## What you are asked to do
Return each line below that contains the string "road". Matching is case-sensitive.

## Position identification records

*****

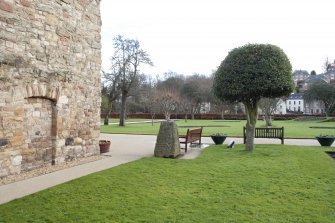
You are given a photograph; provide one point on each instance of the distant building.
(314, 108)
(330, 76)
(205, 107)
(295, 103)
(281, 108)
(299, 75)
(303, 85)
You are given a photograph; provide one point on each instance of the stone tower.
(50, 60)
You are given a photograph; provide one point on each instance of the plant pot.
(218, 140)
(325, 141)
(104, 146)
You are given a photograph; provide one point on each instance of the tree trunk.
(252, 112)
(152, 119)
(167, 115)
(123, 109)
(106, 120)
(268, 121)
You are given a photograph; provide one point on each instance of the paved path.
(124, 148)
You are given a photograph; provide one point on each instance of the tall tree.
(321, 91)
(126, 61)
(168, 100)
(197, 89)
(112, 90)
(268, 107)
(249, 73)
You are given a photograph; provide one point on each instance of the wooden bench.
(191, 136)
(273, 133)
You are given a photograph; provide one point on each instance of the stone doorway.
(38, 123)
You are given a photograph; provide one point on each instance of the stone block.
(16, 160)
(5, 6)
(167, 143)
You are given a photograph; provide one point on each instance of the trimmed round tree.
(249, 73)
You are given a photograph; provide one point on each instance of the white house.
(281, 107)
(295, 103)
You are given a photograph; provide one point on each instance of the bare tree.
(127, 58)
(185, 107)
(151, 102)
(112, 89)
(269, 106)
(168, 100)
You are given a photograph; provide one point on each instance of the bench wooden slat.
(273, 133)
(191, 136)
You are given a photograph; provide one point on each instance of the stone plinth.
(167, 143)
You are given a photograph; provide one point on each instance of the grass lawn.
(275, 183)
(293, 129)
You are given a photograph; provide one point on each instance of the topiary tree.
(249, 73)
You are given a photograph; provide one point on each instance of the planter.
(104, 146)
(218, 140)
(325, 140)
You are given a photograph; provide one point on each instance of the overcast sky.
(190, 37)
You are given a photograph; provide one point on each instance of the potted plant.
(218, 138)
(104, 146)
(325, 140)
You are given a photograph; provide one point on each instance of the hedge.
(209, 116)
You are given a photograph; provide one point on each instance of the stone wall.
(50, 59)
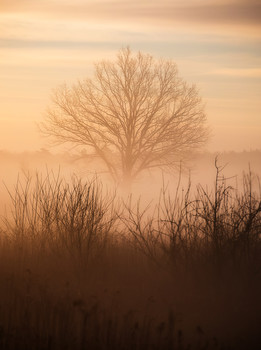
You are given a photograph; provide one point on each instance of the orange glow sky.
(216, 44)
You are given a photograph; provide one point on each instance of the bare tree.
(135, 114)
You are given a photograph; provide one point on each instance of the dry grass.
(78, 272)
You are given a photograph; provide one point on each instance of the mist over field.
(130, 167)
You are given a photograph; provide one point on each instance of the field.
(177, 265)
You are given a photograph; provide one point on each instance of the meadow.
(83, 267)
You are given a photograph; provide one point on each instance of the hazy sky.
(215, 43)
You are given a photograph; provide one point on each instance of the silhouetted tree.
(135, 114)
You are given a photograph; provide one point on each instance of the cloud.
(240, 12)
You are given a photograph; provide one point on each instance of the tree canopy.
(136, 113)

*****

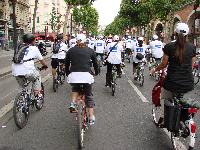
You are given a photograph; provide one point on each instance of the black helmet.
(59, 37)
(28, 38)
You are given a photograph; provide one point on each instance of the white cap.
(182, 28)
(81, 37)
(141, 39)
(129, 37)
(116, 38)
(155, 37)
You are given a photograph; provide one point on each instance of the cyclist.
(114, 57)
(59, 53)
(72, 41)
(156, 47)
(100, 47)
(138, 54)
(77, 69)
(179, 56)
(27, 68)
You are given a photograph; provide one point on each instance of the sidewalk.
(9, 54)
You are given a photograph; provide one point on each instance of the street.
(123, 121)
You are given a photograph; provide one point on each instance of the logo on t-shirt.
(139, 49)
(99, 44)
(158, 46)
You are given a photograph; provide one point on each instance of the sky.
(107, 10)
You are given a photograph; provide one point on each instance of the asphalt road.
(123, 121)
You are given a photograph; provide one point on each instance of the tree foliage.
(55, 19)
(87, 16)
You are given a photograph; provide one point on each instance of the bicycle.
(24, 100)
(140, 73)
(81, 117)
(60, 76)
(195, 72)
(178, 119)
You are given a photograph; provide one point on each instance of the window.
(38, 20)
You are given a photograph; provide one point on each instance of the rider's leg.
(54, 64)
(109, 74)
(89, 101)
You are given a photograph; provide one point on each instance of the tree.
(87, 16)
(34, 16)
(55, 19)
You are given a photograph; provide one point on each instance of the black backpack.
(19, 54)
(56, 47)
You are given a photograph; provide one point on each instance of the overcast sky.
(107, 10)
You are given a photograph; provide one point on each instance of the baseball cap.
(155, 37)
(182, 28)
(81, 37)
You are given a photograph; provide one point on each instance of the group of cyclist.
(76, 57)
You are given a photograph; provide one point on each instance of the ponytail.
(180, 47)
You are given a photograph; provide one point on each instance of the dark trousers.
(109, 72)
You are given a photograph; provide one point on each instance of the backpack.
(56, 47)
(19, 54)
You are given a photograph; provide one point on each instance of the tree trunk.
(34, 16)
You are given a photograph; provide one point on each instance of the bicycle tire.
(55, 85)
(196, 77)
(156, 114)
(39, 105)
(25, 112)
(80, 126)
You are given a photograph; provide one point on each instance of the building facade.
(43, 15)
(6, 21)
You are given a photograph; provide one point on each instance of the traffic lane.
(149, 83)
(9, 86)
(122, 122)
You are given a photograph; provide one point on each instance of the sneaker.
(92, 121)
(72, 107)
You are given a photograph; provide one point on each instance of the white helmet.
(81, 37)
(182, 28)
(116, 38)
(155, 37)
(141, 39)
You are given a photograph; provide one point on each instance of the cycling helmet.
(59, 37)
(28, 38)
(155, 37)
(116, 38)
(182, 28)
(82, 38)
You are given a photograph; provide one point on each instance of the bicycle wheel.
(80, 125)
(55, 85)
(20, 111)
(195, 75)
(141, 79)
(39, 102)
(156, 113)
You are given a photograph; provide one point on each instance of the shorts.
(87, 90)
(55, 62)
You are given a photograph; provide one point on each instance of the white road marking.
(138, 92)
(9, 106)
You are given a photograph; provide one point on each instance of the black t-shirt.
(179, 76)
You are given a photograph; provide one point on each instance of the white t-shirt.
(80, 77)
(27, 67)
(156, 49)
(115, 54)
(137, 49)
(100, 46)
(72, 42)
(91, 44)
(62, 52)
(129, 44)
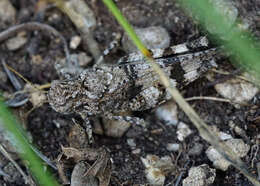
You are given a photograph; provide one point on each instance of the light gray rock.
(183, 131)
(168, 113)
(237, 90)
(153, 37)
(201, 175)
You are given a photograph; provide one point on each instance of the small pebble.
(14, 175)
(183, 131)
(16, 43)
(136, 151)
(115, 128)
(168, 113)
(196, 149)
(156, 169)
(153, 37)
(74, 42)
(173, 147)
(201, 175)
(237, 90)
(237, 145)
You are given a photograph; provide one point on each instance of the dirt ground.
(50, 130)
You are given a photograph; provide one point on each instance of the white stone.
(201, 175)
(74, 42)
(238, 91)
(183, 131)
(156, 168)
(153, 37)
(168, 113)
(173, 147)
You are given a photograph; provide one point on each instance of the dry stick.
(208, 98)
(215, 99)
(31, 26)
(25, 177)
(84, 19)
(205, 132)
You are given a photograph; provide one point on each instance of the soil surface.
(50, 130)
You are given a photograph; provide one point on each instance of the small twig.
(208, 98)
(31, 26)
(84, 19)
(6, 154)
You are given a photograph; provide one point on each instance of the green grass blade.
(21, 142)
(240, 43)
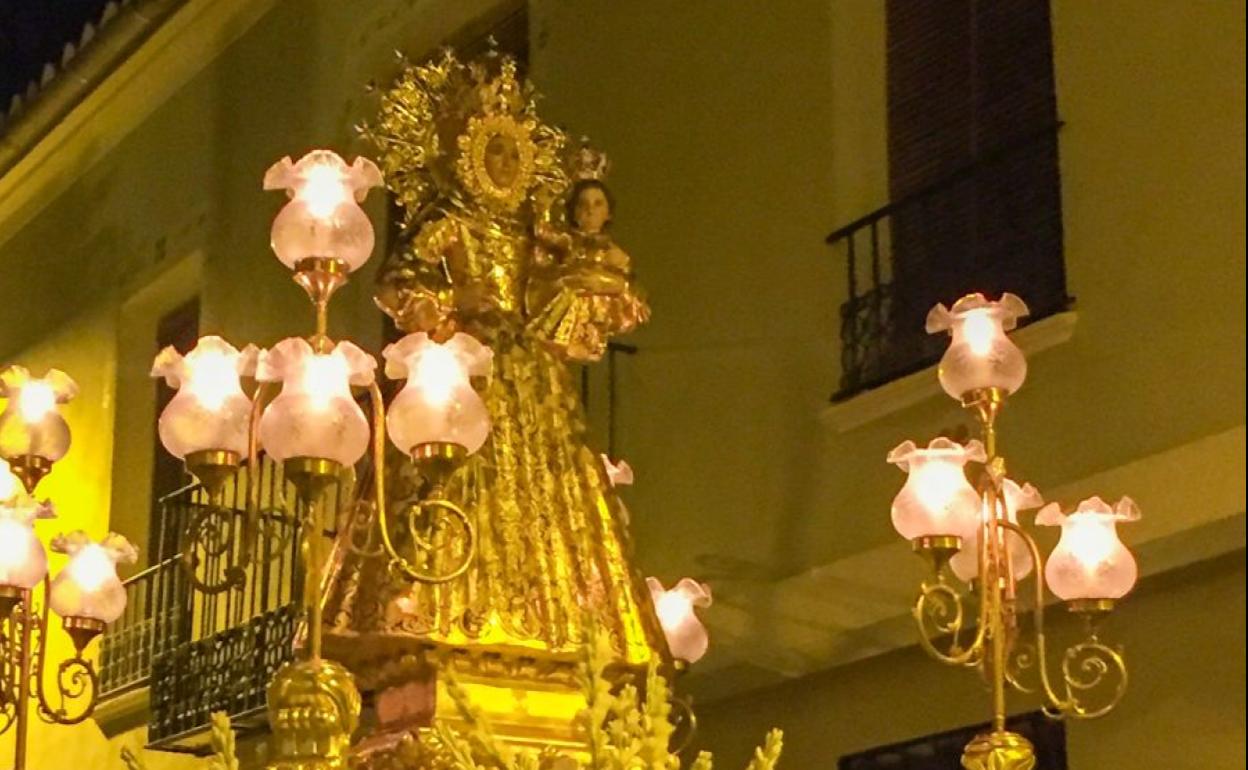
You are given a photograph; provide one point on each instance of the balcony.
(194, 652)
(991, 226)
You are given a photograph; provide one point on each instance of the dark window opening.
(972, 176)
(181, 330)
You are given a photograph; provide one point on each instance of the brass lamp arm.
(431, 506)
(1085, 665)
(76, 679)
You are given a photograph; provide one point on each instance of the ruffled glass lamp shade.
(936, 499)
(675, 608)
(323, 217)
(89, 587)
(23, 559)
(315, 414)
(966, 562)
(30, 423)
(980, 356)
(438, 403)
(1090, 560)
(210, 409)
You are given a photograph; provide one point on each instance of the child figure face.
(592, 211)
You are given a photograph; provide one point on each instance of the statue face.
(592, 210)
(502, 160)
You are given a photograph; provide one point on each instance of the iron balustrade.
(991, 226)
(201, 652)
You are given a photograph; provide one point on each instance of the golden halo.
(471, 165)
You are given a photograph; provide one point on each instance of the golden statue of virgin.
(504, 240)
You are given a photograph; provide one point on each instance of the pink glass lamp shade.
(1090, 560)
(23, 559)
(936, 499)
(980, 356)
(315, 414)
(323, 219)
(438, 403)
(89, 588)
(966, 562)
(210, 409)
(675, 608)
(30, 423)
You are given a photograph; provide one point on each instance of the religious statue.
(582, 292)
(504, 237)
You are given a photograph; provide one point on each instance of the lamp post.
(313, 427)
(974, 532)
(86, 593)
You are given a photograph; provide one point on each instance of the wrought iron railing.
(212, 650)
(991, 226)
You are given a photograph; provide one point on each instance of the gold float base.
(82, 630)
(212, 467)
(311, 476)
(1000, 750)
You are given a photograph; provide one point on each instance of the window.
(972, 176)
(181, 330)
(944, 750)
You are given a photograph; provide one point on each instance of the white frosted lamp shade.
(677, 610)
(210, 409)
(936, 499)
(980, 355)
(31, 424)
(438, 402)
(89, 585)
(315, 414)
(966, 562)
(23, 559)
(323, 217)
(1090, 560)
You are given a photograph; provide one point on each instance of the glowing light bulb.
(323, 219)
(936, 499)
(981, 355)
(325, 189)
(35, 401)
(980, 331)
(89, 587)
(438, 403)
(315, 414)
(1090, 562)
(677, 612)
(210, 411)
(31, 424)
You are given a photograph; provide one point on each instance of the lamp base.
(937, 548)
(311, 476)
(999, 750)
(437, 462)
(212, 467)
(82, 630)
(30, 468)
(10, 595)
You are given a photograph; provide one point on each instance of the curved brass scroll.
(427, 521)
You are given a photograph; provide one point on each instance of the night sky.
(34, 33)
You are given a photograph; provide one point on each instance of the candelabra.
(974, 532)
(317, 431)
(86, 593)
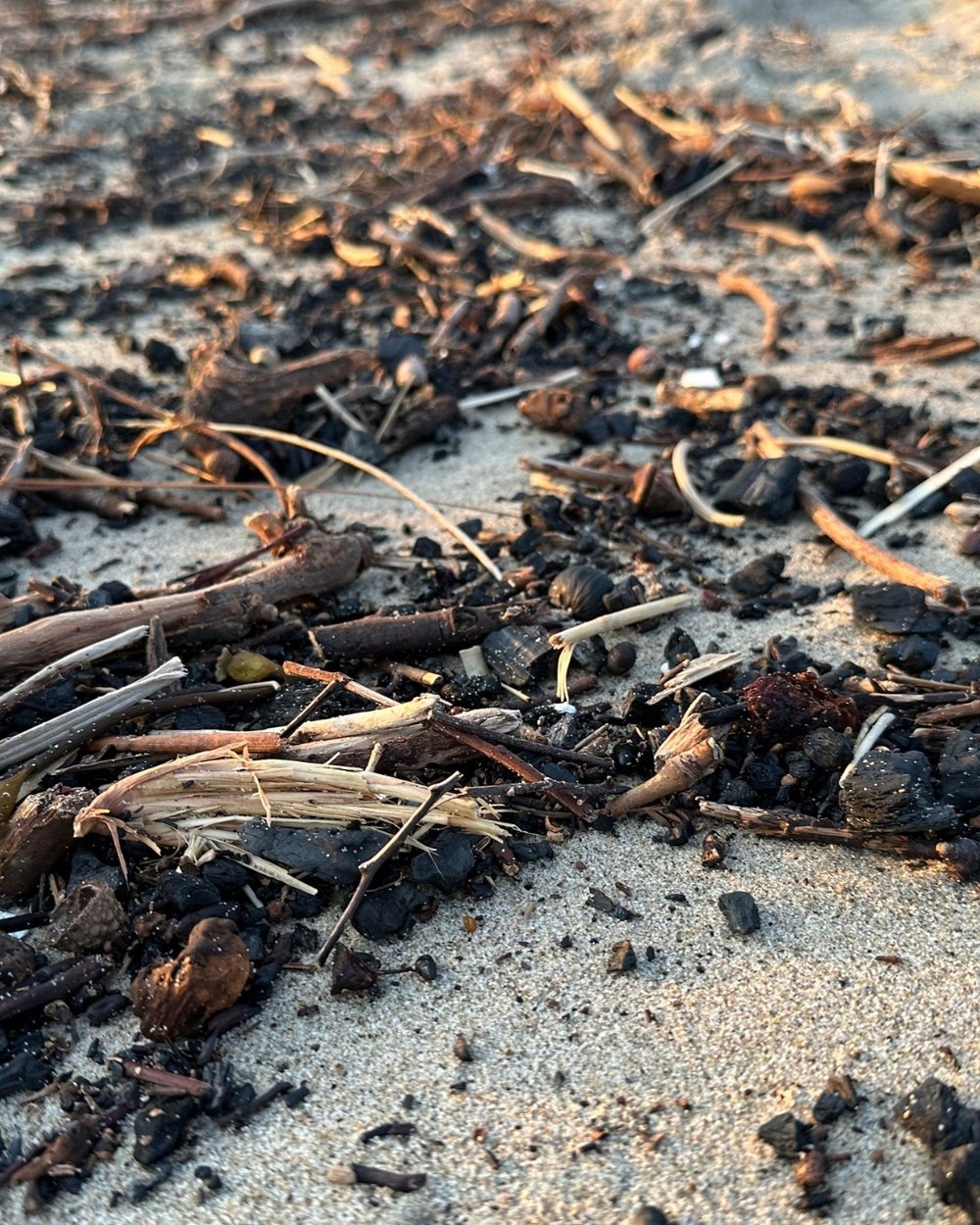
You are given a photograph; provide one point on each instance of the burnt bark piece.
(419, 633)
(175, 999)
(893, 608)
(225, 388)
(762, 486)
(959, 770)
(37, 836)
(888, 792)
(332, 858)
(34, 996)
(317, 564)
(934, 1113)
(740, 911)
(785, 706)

*****

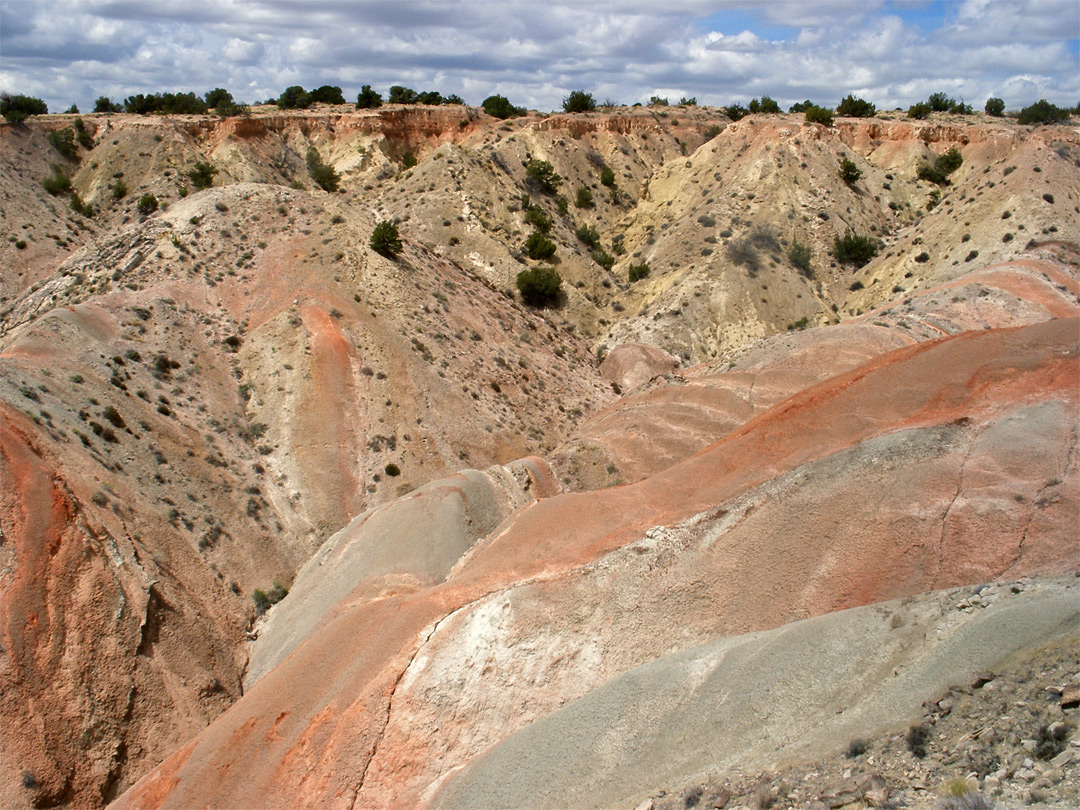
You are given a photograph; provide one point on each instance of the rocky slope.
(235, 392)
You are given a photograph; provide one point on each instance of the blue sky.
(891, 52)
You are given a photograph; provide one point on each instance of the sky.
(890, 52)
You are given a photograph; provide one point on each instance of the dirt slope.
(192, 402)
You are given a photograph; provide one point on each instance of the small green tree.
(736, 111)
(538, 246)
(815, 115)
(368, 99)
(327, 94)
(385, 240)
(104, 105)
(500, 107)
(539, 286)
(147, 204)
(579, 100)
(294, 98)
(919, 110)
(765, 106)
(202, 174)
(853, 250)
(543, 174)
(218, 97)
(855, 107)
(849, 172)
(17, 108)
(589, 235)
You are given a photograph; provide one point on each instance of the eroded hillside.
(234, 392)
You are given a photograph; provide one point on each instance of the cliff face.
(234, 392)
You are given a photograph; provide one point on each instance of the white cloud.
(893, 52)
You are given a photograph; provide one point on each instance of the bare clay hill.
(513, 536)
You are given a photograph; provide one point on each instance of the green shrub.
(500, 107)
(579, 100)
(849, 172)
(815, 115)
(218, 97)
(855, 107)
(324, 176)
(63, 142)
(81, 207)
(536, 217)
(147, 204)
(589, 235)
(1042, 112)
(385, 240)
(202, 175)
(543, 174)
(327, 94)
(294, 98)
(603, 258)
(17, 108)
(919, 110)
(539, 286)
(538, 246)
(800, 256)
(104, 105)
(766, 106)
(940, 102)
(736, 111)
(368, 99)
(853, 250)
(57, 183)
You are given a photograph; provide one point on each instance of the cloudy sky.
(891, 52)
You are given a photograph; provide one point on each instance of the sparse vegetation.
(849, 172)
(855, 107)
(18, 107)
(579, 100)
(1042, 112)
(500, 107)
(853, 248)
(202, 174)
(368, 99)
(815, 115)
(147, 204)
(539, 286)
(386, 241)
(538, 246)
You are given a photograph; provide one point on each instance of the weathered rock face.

*****

## Exercise output
You are given a photograph; provide one point on each instance of the asphalt road.
You are given a photograph; provide one point on each instance of the white road marking.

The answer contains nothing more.